## [WORK ORDER]
Copy out the full passage on plastic debris in the Pacific garbage patch, word for word.

## [SOURCE PASSAGE]

- - - -

Plastic is the most common refuse in the patch because it is lightweight,

durable and an omnipresent, disposable product in both advanced and developing

societies. It can float along for hundreds of miles before being caught in a

gyre and then, over time, breaking down.

 

But once it does split into pieces, the fragments look like confetti in the

water. Millions, billions, trillions and more of these particles are floating in

the world's trash-filled gyres.

 

PCBs, DDT and other toxic chemicals cannot dissolve in water, but the plastic

absorbs them like a sponge. Fish that feed on plankton ingest the tiny plastic

particles. Scientists from the Algalita Marine Research Foundation say that fish

tissues contain some of the same chemicals as the plastic. The scientists

speculate that toxic chemicals are leaching into fish tissue from the plastic

they eat.

 

The researchers say that when a predator — a larger fish or a person — eats the

fish that eats the plastic, that predator may be transferring toxins to its own

tissues, and in greater concentrations since toxins from multiple food sources

can accumulate in the body.

 

Charles Moore found the Pacific garbage patch by accident 12 years ago, when he

came upon it on his way back from a sailing race in Hawaii. As captain, Mr.

Moore ferried three researchers, his first mate and a journalist here this

summer in his 10th scientific trip to the site. He is convinced that several

similar garbage patches remain to be discovered.

 

" Anywhere you really look for it, you're going to see it, " he said.

- - - -

Referring-expression pointing data
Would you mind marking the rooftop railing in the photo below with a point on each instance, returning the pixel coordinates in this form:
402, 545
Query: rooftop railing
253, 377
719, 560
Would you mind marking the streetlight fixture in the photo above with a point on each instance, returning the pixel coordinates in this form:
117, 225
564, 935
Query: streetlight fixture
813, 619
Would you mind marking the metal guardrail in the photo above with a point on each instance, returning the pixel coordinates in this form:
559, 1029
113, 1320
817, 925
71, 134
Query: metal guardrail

- - - -

## [RESPONSE TO THE TASK]
Plastic is the most common refuse in the patch because it is lightweight,

durable and an omnipresent, disposable product in both advanced and developing

societies. It can float along for hundreds of miles before being caught in a

gyre and then, over time, breaking down.

 

But once it does split into pieces, the fragments look like confetti in the

water. Millions, billions, trillions and more of these particles are floating in

the world's trash-filled gyres.

 

PCBs, DDT and other toxic chemicals cannot dissolve in water, but the plastic

absorbs them like a sponge. Fish that feed on plankton ingest the tiny plastic

particles. Scientists from the Algalita Marine Research Foundation say that fish

tissues contain some of the same chemicals as the plastic. The scientists

speculate that toxic chemicals are leaching into fish tissue from the plastic

they eat.

 

The researchers say that when a predator — a larger fish or a person — eats the

fish that eats the plastic, that predator may be transferring toxins to its own

tissues, and in greater concentrations since toxins from multiple food sources

can accumulate in the body.

 

Charles Moore found the Pacific garbage patch by accident 12 years ago, when he

came upon it on his way back from a sailing race in Hawaii. As captain, Mr.

Moore ferried three researchers, his first mate and a journalist here this

summer in his 10th scientific trip to the site. He is convinced that several

similar garbage patches remain to be discovered.

 

" Anywhere you really look for it, you're going to see it, " he said.